▶ **What is required**
Please revise the rows starting at the line that contains "Target: yellow zinnia" and running through the last row, replacing "flower" with "blossom" and changing nothing else. Return only those rows.
Start of Material for this exercise
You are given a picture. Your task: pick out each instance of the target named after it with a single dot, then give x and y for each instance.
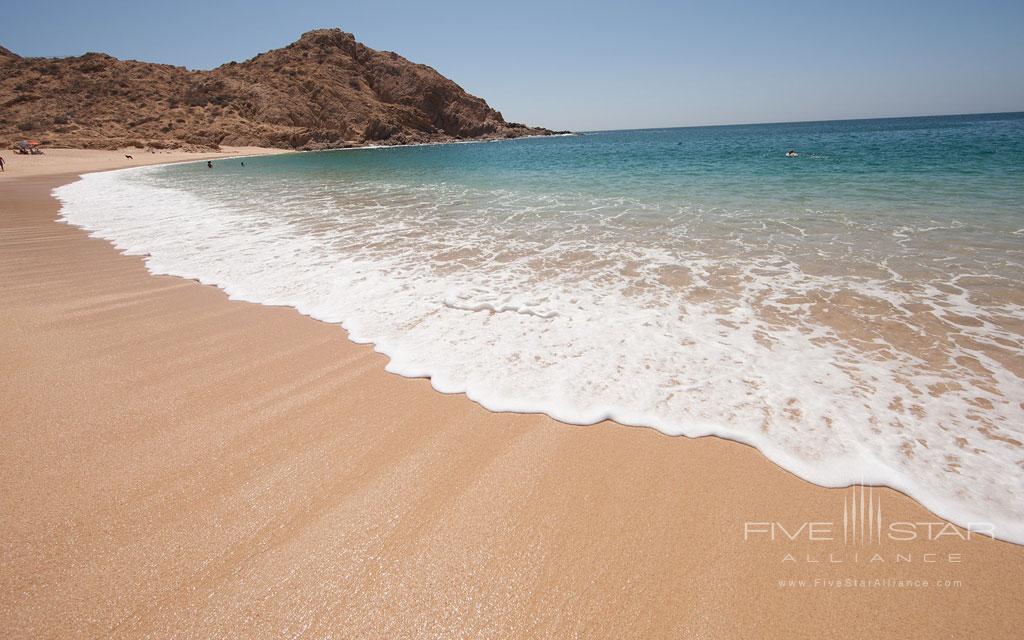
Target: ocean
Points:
(855, 312)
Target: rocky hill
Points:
(325, 90)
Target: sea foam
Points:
(843, 365)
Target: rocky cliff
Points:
(325, 90)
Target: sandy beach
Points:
(176, 464)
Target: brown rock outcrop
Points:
(325, 90)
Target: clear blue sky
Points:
(602, 65)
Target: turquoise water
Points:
(856, 312)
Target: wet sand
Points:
(175, 464)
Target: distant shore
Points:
(178, 464)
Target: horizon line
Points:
(798, 122)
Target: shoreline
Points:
(220, 458)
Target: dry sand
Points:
(175, 464)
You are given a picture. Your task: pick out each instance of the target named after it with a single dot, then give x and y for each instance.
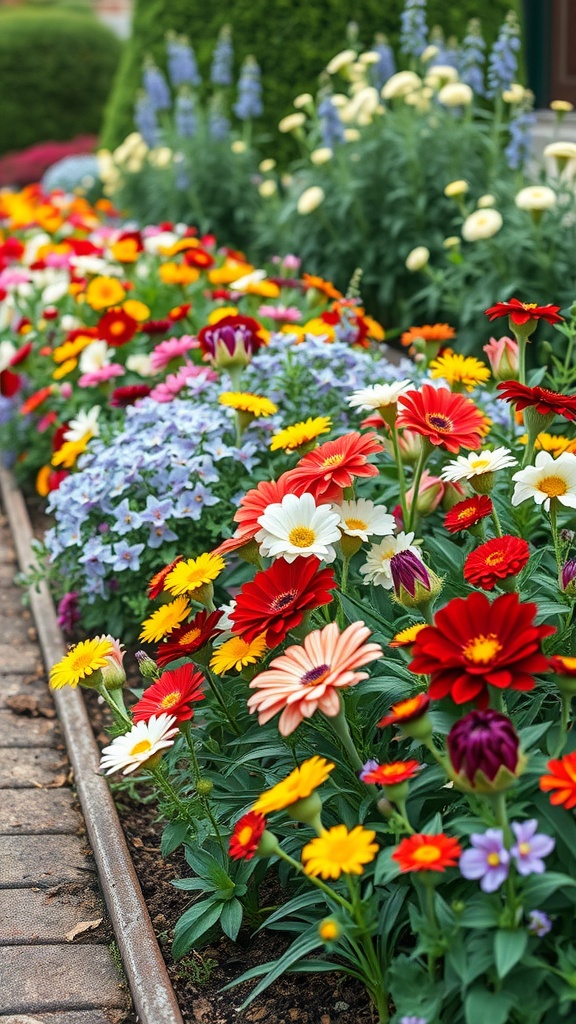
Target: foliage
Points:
(55, 72)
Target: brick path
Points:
(48, 885)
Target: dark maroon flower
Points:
(483, 741)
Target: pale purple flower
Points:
(530, 847)
(539, 924)
(488, 860)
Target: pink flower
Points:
(502, 355)
(173, 348)
(101, 375)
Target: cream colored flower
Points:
(482, 224)
(535, 198)
(417, 258)
(310, 200)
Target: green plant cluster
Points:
(290, 40)
(56, 67)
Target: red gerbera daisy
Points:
(171, 694)
(246, 836)
(426, 853)
(332, 466)
(189, 638)
(521, 312)
(497, 559)
(117, 327)
(545, 402)
(444, 418)
(475, 643)
(277, 598)
(467, 513)
(156, 585)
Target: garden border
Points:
(150, 985)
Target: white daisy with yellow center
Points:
(362, 518)
(548, 478)
(478, 463)
(376, 568)
(134, 749)
(298, 526)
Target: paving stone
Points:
(30, 767)
(31, 916)
(36, 979)
(21, 730)
(36, 811)
(43, 860)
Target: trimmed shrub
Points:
(292, 40)
(56, 68)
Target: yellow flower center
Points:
(356, 523)
(426, 854)
(482, 649)
(553, 486)
(140, 748)
(301, 537)
(170, 699)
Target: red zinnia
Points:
(545, 402)
(442, 417)
(277, 598)
(332, 466)
(497, 559)
(521, 312)
(475, 643)
(467, 513)
(189, 638)
(246, 836)
(426, 853)
(171, 694)
(117, 327)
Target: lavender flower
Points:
(156, 87)
(530, 847)
(220, 71)
(502, 66)
(488, 860)
(182, 69)
(413, 28)
(539, 924)
(249, 103)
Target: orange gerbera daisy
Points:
(562, 780)
(306, 678)
(426, 853)
(444, 419)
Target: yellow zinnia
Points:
(339, 851)
(86, 657)
(236, 653)
(299, 784)
(193, 573)
(164, 620)
(244, 401)
(300, 433)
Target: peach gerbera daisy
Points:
(306, 678)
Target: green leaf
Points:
(194, 924)
(509, 946)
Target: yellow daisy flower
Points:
(164, 620)
(460, 371)
(86, 657)
(236, 653)
(299, 783)
(300, 433)
(193, 573)
(244, 401)
(339, 851)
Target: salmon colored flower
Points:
(306, 679)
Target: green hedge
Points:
End of Material for this exercise
▶ **Exercise output**
Target: yellow zinnia
Points:
(339, 851)
(86, 657)
(236, 653)
(299, 784)
(193, 573)
(164, 620)
(244, 401)
(300, 433)
Target: peach gerbera daisy
Points:
(306, 678)
Target: green leaf
Points:
(194, 924)
(509, 946)
Target: yellow daisy blossom
Points:
(164, 620)
(460, 371)
(86, 657)
(236, 653)
(299, 783)
(300, 433)
(193, 573)
(244, 401)
(339, 851)
Target: salmon colored blossom
Points:
(306, 679)
Target: green hedge
Points:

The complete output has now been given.